(Exercise description):
Among the entries that follow, find every line with the word "target" and copy it.

::: Stored data

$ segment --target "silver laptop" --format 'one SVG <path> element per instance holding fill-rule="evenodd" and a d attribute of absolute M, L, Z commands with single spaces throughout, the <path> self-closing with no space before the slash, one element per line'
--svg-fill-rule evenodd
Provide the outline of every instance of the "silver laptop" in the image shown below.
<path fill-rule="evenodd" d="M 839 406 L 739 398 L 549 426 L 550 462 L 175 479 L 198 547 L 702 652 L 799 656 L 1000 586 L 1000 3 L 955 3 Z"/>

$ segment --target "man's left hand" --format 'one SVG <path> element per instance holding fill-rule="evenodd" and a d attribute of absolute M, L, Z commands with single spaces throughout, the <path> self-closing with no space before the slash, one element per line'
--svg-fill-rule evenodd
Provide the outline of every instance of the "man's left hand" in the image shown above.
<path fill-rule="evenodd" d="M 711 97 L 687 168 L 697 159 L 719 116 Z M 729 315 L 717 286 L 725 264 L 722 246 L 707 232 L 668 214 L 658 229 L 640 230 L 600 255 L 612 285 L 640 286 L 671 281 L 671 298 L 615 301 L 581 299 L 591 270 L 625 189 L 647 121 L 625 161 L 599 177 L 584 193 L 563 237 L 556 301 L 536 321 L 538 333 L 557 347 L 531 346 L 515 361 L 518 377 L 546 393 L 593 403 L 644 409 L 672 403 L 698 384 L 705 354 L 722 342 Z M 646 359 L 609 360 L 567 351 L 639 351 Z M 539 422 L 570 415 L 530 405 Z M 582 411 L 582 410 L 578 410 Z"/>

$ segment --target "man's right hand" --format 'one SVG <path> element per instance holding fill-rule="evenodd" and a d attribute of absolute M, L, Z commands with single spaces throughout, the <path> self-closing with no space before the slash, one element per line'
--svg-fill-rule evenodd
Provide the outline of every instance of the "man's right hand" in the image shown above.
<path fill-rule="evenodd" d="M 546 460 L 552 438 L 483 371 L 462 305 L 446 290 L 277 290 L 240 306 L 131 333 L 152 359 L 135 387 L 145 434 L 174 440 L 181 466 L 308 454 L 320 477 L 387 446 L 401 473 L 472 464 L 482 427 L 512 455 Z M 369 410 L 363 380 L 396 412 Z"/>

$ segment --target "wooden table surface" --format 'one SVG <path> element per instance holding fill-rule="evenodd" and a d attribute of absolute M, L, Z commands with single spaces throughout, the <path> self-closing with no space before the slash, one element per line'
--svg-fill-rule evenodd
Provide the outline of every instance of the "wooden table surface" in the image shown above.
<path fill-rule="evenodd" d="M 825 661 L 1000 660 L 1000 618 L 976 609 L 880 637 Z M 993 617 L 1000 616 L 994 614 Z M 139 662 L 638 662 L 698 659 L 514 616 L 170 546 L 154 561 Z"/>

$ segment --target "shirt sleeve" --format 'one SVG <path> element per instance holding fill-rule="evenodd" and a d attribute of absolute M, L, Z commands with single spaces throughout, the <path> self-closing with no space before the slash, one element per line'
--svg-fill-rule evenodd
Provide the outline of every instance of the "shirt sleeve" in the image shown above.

::::::

(Answer for this exercise):
$ segment --target "silver laptop" --format 'one SVG <path> element per instance holding fill-rule="evenodd" and a d attribute of absolute M, L, Z commands with single spaces throughout, the <path> self-closing with no space before the slash, one element per line'
$ segment --target "man's left hand" --format 'one SVG <path> element per instance holding fill-rule="evenodd" and a d attribute of absolute M, L, Z commands with single spaces throughout, the <path> self-closing with no space before the slash, one element per line'
$ segment --target "man's right hand" --format 'one SVG <path> element per instance holding fill-rule="evenodd" and a d attribute of absolute M, L, Z commands with single spaces throughout, the <path> self-closing with no space before the slash, one element per line'
$ segment --target "wooden table surface" --format 'one SVG <path> element per instance holding fill-rule="evenodd" and a d attribute of absolute M, L, Z commands with single spaces throughout, the <path> self-closing with no space before the slash, one element per line'
$ segment --target "shirt sleeve" --format 'one SVG <path> element per instance holding fill-rule="evenodd" and a d attribute of absolute M, L, Z commands with single spaces throughout, the <path> self-closing with no space before the slash, one element per line'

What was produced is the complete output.